**Directions for this task:** Could you print every entry below exactly as given?

(Input data begins)

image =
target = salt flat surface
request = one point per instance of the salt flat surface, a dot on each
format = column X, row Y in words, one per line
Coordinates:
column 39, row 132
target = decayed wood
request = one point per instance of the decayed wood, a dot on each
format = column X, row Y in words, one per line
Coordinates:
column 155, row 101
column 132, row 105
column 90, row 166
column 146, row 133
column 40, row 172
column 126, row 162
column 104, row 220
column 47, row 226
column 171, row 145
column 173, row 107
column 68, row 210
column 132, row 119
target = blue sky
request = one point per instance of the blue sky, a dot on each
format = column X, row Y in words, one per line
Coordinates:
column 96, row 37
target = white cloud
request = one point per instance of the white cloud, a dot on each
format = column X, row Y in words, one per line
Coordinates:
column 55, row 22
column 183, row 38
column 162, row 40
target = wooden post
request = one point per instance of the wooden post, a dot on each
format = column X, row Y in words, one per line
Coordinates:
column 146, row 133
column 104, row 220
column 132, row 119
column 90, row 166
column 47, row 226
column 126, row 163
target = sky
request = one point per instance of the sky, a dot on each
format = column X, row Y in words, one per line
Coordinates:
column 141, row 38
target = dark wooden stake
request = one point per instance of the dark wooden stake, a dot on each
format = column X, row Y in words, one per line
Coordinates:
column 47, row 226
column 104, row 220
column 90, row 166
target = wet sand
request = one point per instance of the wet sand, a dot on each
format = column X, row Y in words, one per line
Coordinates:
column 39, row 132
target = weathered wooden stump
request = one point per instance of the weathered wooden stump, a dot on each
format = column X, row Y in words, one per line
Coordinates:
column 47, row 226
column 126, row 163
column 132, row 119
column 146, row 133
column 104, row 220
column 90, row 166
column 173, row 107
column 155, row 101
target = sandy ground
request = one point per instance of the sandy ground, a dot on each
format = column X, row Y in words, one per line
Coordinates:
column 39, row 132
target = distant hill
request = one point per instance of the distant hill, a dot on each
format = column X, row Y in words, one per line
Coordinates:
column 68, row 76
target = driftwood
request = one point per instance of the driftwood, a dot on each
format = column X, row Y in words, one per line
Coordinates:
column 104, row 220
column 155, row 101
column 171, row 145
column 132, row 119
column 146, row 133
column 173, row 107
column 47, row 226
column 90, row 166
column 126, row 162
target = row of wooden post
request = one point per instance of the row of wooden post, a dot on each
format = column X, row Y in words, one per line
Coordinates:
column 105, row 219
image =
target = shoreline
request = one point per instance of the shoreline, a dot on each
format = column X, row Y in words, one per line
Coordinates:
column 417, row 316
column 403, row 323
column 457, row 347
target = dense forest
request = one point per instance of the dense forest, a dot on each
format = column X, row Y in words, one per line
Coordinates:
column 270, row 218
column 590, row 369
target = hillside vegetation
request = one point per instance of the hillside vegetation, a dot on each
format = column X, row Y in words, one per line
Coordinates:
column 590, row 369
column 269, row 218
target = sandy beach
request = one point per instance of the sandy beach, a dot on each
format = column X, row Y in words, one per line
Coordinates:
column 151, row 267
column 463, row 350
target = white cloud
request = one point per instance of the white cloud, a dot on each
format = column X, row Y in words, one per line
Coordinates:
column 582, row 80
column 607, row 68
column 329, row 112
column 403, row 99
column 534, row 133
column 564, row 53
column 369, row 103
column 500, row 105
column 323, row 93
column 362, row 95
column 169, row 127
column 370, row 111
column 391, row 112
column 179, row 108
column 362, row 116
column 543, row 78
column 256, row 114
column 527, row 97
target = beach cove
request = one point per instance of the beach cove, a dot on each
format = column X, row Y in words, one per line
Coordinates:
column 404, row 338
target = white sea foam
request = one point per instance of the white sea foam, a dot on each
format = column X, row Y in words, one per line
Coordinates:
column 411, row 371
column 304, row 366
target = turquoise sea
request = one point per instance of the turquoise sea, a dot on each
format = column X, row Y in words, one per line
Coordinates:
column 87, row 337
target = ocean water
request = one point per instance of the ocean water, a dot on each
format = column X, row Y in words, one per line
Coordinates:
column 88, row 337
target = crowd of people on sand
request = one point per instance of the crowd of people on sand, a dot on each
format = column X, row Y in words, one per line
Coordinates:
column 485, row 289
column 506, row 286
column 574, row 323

(Input data ends)

**Written answer:**
image =
target = salt flat surface
request = one point per instance of the salt flat surface, a dot on each
format = column X, row Y in words, one per line
Coordinates:
column 39, row 132
target = decayed wood
request = one point per instance of the decayed wood, a dot on each
format = column X, row Y in words, one per line
Coordinates:
column 155, row 101
column 132, row 105
column 90, row 166
column 146, row 133
column 40, row 172
column 126, row 162
column 104, row 220
column 47, row 226
column 171, row 145
column 173, row 107
column 68, row 210
column 132, row 119
target = blue sky
request = one point per instance of the blue sky, a dot on each
format = column X, row Y in words, one per line
Coordinates:
column 96, row 37
target = white cloud
request = one point per instance of the white cloud, a dot on each
format = column X, row Y in words, one per line
Coordinates:
column 55, row 22
column 183, row 38
column 162, row 40
target = wooden post
request = one point per instance of the wooden post, a dot on each
format = column X, row Y in words, one per line
Coordinates:
column 146, row 133
column 104, row 220
column 132, row 119
column 90, row 166
column 47, row 226
column 126, row 163
target = sky
request = one point per instance of the sky, a dot on each
format = column X, row Y in words, one per line
Coordinates:
column 141, row 38
target = dark wooden stake
request = one point per instance of the dark wooden stake, a dot on each
format = column X, row Y in words, one per line
Coordinates:
column 47, row 226
column 104, row 220
column 90, row 166
target = wet sand
request = one point per instance of the wet sand, a dot on each
format = column X, row Y in words, one per line
Coordinates:
column 39, row 132
target = weathered wooden stump
request = one point per instance of the weathered wooden stump, a dot on each
format = column X, row Y in words, one per line
Coordinates:
column 47, row 226
column 126, row 163
column 132, row 119
column 146, row 133
column 104, row 220
column 90, row 166
column 173, row 107
column 155, row 101
target = sandy ground
request = one point per instance of the sandy ground, a dot on each
format = column X, row Y in words, one per line
Coordinates:
column 39, row 132
target = distant hill
request = one point per instance of the distant hill, a dot on each
format = column X, row Y in words, one per line
Coordinates:
column 68, row 76
target = driftwood
request = one point per instance of the driftwood, a dot on each
format = column X, row Y in words, one per line
Coordinates:
column 104, row 220
column 155, row 101
column 171, row 145
column 132, row 119
column 146, row 133
column 173, row 107
column 47, row 226
column 90, row 166
column 126, row 162
target = row of wooden post
request = one point per instance of the row of wooden post, a dot on each
format = column X, row Y in words, one per line
Coordinates:
column 105, row 219
image =
target = shoreline
request = one point per instance of the shoreline, a dot on each
format = column X, row Y in words, one per line
Coordinates:
column 417, row 316
column 403, row 323
column 457, row 347
target = dense forest
request = one point per instance of the dense forest, a dot on each
format = column X, row Y in words, one per line
Coordinates:
column 270, row 218
column 590, row 369
target = hillside vegetation
request = one point per instance of the hillside vegetation, a dot on each
format = column X, row Y in words, one per line
Coordinates:
column 590, row 369
column 269, row 218
target = sandy beach
request = one point per instance of the sandy beach, a dot on each
format = column X, row Y in words, one per line
Coordinates:
column 151, row 267
column 463, row 350
target = white cloud
request = one point per instance of the white cloud, a dot on each
format = column X, row Y in words, one per line
Coordinates:
column 582, row 80
column 607, row 68
column 329, row 112
column 403, row 99
column 534, row 133
column 564, row 53
column 369, row 103
column 500, row 105
column 323, row 93
column 362, row 95
column 169, row 127
column 370, row 111
column 391, row 112
column 179, row 108
column 362, row 116
column 543, row 78
column 256, row 114
column 527, row 97
target = beach cove
request = one point per instance of the beach cove, a dot on each
format = column X, row Y in words, one per line
Coordinates:
column 404, row 338
target = white sea foam
request = one point per instance of the white sea foam, a dot on each
format = column X, row Y in words, one per line
Coordinates:
column 411, row 371
column 304, row 366
target = turquoise sea
request = one point per instance of the turquoise sea, a dot on each
format = column X, row Y in words, one per line
Coordinates:
column 87, row 337
target = ocean water
request = one point per instance of the ocean water, a dot on each
format = column X, row Y in words, one per line
Coordinates:
column 88, row 337
target = crowd of people on sand
request = one point per instance of the crowd of people on sand, a dot on each
format = column X, row Y in words, one per line
Coordinates:
column 485, row 289
column 506, row 286
column 574, row 323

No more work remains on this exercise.